- PROBLEM TO WORK ON -
List every line in the records below that contains the string "tree", matching case exactly.
=== RAW RECORDS ===
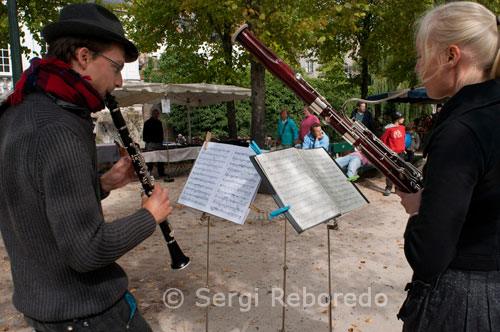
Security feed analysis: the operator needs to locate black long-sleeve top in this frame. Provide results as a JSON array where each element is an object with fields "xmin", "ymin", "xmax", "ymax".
[{"xmin": 405, "ymin": 79, "xmax": 500, "ymax": 282}]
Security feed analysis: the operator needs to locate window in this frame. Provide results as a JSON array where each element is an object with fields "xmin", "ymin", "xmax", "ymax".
[
  {"xmin": 306, "ymin": 60, "xmax": 314, "ymax": 74},
  {"xmin": 0, "ymin": 48, "xmax": 10, "ymax": 73}
]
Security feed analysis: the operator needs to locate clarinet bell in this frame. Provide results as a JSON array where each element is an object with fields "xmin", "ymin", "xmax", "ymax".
[{"xmin": 168, "ymin": 242, "xmax": 191, "ymax": 270}]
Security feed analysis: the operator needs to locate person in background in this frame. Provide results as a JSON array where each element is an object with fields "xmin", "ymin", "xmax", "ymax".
[
  {"xmin": 175, "ymin": 134, "xmax": 187, "ymax": 145},
  {"xmin": 405, "ymin": 125, "xmax": 420, "ymax": 163},
  {"xmin": 351, "ymin": 101, "xmax": 376, "ymax": 134},
  {"xmin": 335, "ymin": 151, "xmax": 371, "ymax": 179},
  {"xmin": 299, "ymin": 106, "xmax": 319, "ymax": 142},
  {"xmin": 302, "ymin": 123, "xmax": 330, "ymax": 151},
  {"xmin": 0, "ymin": 3, "xmax": 172, "ymax": 332},
  {"xmin": 380, "ymin": 111, "xmax": 406, "ymax": 196},
  {"xmin": 142, "ymin": 109, "xmax": 165, "ymax": 176},
  {"xmin": 397, "ymin": 2, "xmax": 500, "ymax": 332},
  {"xmin": 276, "ymin": 108, "xmax": 299, "ymax": 149}
]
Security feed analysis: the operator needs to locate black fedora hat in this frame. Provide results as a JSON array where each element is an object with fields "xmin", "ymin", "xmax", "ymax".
[{"xmin": 42, "ymin": 2, "xmax": 139, "ymax": 62}]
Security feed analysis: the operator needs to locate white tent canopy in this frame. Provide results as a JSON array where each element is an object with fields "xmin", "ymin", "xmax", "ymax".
[{"xmin": 112, "ymin": 82, "xmax": 252, "ymax": 140}]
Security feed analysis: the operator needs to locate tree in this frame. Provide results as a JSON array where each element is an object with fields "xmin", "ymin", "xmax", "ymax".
[{"xmin": 128, "ymin": 0, "xmax": 316, "ymax": 144}]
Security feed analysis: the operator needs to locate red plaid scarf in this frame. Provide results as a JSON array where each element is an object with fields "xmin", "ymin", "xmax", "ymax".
[{"xmin": 2, "ymin": 57, "xmax": 104, "ymax": 112}]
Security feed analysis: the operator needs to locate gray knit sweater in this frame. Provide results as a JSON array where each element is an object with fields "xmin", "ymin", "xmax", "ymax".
[{"xmin": 0, "ymin": 92, "xmax": 156, "ymax": 322}]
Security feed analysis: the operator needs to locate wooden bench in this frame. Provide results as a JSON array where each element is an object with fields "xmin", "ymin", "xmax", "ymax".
[
  {"xmin": 328, "ymin": 142, "xmax": 423, "ymax": 173},
  {"xmin": 328, "ymin": 142, "xmax": 375, "ymax": 173}
]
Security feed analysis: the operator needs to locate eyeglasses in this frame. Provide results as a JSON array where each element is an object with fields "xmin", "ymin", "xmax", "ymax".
[{"xmin": 96, "ymin": 53, "xmax": 125, "ymax": 73}]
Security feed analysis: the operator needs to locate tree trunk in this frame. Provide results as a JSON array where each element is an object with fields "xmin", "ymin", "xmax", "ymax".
[
  {"xmin": 250, "ymin": 58, "xmax": 266, "ymax": 146},
  {"xmin": 221, "ymin": 31, "xmax": 238, "ymax": 139},
  {"xmin": 361, "ymin": 58, "xmax": 370, "ymax": 99},
  {"xmin": 226, "ymin": 100, "xmax": 238, "ymax": 139}
]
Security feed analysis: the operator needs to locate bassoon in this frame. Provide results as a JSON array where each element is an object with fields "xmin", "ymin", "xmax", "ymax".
[
  {"xmin": 104, "ymin": 93, "xmax": 189, "ymax": 270},
  {"xmin": 232, "ymin": 24, "xmax": 423, "ymax": 193}
]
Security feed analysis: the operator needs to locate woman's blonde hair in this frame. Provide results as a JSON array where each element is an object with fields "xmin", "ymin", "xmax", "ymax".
[{"xmin": 416, "ymin": 1, "xmax": 500, "ymax": 78}]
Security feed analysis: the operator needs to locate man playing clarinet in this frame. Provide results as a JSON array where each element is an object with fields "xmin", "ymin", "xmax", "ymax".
[{"xmin": 0, "ymin": 3, "xmax": 172, "ymax": 332}]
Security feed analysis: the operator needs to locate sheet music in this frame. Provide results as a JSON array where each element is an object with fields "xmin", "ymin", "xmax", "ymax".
[
  {"xmin": 255, "ymin": 148, "xmax": 340, "ymax": 229},
  {"xmin": 300, "ymin": 149, "xmax": 367, "ymax": 214},
  {"xmin": 179, "ymin": 142, "xmax": 260, "ymax": 224}
]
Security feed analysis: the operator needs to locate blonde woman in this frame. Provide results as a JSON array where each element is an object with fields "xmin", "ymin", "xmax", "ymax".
[{"xmin": 398, "ymin": 2, "xmax": 500, "ymax": 332}]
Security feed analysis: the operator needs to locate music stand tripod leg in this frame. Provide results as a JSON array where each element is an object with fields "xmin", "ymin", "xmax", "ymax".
[
  {"xmin": 200, "ymin": 212, "xmax": 210, "ymax": 332},
  {"xmin": 278, "ymin": 218, "xmax": 288, "ymax": 332},
  {"xmin": 326, "ymin": 218, "xmax": 339, "ymax": 332}
]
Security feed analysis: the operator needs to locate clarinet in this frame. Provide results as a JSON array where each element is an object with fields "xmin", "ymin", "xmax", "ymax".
[
  {"xmin": 232, "ymin": 24, "xmax": 423, "ymax": 193},
  {"xmin": 104, "ymin": 93, "xmax": 189, "ymax": 270}
]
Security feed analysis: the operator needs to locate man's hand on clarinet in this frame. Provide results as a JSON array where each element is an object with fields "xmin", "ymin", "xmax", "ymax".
[
  {"xmin": 101, "ymin": 156, "xmax": 137, "ymax": 192},
  {"xmin": 142, "ymin": 184, "xmax": 172, "ymax": 224}
]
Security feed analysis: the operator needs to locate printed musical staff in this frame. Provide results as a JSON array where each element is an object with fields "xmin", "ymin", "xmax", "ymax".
[
  {"xmin": 179, "ymin": 143, "xmax": 260, "ymax": 224},
  {"xmin": 255, "ymin": 148, "xmax": 367, "ymax": 233}
]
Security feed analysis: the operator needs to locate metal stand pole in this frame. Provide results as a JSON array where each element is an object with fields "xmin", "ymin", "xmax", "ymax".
[
  {"xmin": 278, "ymin": 219, "xmax": 288, "ymax": 332},
  {"xmin": 201, "ymin": 212, "xmax": 210, "ymax": 332},
  {"xmin": 326, "ymin": 218, "xmax": 339, "ymax": 332}
]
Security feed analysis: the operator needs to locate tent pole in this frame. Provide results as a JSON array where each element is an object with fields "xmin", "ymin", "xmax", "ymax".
[{"xmin": 188, "ymin": 105, "xmax": 191, "ymax": 143}]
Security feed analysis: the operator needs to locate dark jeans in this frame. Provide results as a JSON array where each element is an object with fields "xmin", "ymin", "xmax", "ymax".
[{"xmin": 24, "ymin": 296, "xmax": 153, "ymax": 332}]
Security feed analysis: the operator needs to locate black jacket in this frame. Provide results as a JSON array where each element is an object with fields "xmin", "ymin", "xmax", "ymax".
[{"xmin": 405, "ymin": 79, "xmax": 500, "ymax": 282}]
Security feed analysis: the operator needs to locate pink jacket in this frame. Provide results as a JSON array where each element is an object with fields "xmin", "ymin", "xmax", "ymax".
[{"xmin": 299, "ymin": 114, "xmax": 319, "ymax": 141}]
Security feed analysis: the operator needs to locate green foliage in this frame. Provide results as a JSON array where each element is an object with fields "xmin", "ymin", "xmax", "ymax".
[{"xmin": 0, "ymin": 0, "xmax": 117, "ymax": 56}]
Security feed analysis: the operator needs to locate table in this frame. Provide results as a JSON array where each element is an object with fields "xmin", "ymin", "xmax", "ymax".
[{"xmin": 142, "ymin": 146, "xmax": 201, "ymax": 163}]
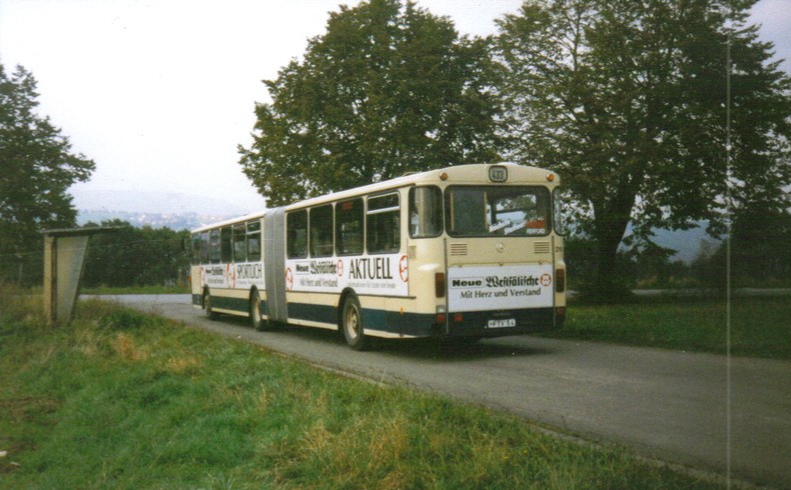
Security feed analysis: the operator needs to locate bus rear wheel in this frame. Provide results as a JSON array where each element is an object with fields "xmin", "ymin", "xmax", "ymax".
[{"xmin": 340, "ymin": 295, "xmax": 371, "ymax": 351}]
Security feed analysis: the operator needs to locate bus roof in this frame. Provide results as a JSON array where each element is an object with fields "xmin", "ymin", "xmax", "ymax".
[
  {"xmin": 191, "ymin": 210, "xmax": 267, "ymax": 233},
  {"xmin": 283, "ymin": 162, "xmax": 560, "ymax": 210},
  {"xmin": 192, "ymin": 162, "xmax": 560, "ymax": 233}
]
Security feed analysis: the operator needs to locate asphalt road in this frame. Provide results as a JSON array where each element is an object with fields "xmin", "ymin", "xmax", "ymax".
[{"xmin": 99, "ymin": 295, "xmax": 791, "ymax": 489}]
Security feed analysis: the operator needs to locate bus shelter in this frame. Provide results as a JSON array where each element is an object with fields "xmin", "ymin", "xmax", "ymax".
[{"xmin": 41, "ymin": 227, "xmax": 119, "ymax": 324}]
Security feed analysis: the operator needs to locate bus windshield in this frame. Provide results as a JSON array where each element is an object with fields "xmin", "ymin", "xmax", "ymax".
[{"xmin": 445, "ymin": 186, "xmax": 551, "ymax": 237}]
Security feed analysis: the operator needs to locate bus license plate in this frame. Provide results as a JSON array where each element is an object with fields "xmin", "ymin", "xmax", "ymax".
[{"xmin": 489, "ymin": 318, "xmax": 516, "ymax": 328}]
===
- THE RESPONSE -
Security feed analysis: the operator needs to locate tree in this frame. Provide results as a JSON array where each element is an object with fields "xmin", "ymin", "xmax", "ymax".
Security feed analysis: the operator needs to locate tree trunk in this frame. Provide results as a JSON array where each element is an object with fields "xmin", "ymin", "xmax", "ymax".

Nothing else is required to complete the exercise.